==== Data in this exercise

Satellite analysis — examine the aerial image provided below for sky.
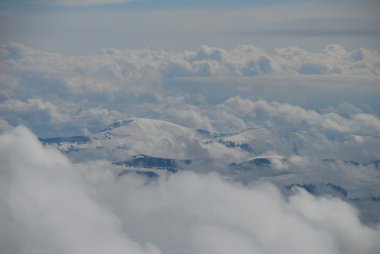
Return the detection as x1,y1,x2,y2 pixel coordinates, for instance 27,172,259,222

========
==== Data in this exercise

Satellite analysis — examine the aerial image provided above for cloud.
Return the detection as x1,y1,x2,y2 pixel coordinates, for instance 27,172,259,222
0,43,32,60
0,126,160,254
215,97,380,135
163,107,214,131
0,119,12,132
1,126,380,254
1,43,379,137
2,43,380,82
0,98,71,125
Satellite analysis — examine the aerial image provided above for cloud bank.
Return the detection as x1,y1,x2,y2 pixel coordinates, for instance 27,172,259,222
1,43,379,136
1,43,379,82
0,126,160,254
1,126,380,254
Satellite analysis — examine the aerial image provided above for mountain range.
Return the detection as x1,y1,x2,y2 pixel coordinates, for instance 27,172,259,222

========
==== Data in this exercise

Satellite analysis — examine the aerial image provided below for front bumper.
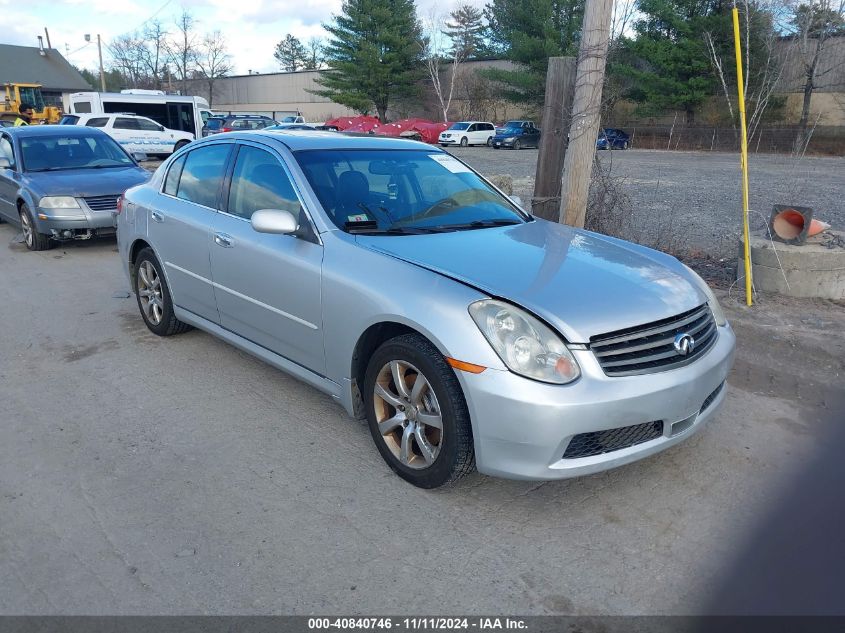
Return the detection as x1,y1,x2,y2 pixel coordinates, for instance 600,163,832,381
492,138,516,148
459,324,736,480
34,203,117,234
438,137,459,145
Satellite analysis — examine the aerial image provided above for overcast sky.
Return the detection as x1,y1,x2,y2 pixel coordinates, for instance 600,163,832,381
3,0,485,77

========

● Exercise aim: The answer must be a single number: the count of lines in the records above that contain the word "provided".

● Answer space: 6